Document section.
* BEGIN *

I have a few things going right now that aren't quite ready for posting, one of them is an editorial about how distorted the science fiction genre label has become; you'd be shocked at just how few shows actually qualify these days. It's a good piece, and while I work on it, I'm trying to convince the editor of that he should not only post my editorial on the website, but that he should also create a new section for editorials and letters by the authors of the fiction that is the topic of their site.

So far I think I'm being ignored, and that's fine, I'll finish the piece at some point and post it here anyway. It's way too good not to.

Something else that's been bouncing around my mind over the last few days was inspired by a Craig Mazin post ranting about how sick he is of peoples use of certain buzzwords. Here is the list of words he hates when used in relation to writing: "Energy, Soul, Cosmic, Healing, Inner, Transcendent, Flow, Magical, Mystical, Collective, Circle, Eternal, Essence, Divine, Ethereal, Organic, Embrace."

I have never used any of these words as far as I know, certainly not in my writing, and I'm pretty sure not within this weblog either. There is also a list of the good words too: "Work, Difficult, Skilled, Studied, Technique, Advanced, Effort, Job." In reference to writing, I've used them all except advanced. Not bad.

One of the things Mazin hates is people who say things like "I don’t know where my ideas come from. Maybe they’re in our collective unconscious, and we writers just know how to catch them, like butterflies in our nets..." Fair enough, but then he also says that "Of course I have ideas sometimes and wonder where they came from."

Ideas do not magically appear in your head, they all come from somewhere. I can soundly trace all the ideas I've had back to their origin, and without much effort to speak of. How could you not? I'll give you an example, but first, some unnecessary exposition.

I'm currently writing a spec script for Stargate Atlantis called Exile. I just started working on this one on the 21st, when I wrote the four page teaser. The next day I put down three more pages that comprised the first scene of the first act, and then I loafed. I do that, bad habit, need to quit it. Suffice it to say, I didn't pick it back up until today. I was very pleased with the work I had done so far, and was simply thrilled to not be working on my first SGA spec anymore. I will get it done at some point in time, but I really had to just put it down and move on for a while. I would sit and stare at the thing because it and a five-page hole that I had to fill in with nothing but dialog. Not a problem normally, I love dialog, but I just couldn't do anything except spin my tires. I couldn't get a single good word, and I have five pages to fill.

* END *

Recorded data.

* BEGIN *

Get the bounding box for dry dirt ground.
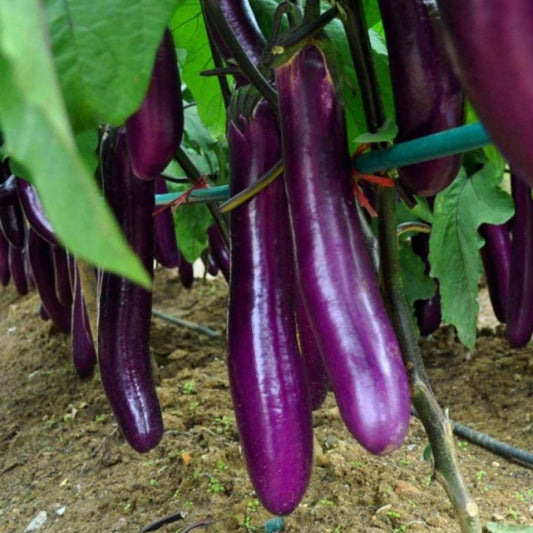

* END *

Brief 1.
Answer these about the blog post on writing:
(a) What is the name of the spec script for Stargate Atlantis that the writer is working on?
(b) Which word from the list of good words has the writer never used in reference to writing?
(c) How many pages long was the teaser the writer wrote on the 21st?
Brief 2.
Write out the blog post on writing starting at "One of the things" and ending at "some unnecessary exposition.".
Brief 3.
Translate this sentence from the blog post on writing into Spanish: "Ideas do not magically appear in your head, they all come from somewhere."

Exercise answer 1.
(a) Exile
(b) Advanced
(c) Four pages

Exercise answer 2.
One of the things Mazin hates is people who say things like "I don’t know where my ideas come from. Maybe they’re in our collective unconscious, and we writers just know how to catch them, like butterflies in our nets..." Fair enough, but then he also says that "Of course I have ideas sometimes and wonder where they came from."

Ideas do not magically appear in your head, they all come from somewhere. I can soundly trace all the ideas I've had back to their origin, and without much effort to speak of. How could you not? I'll give you an example, but first, some unnecessary exposition.

Exercise answer 3.
Las ideas no aparecen mágicamente en tu cabeza, todas vienen de algún lugar.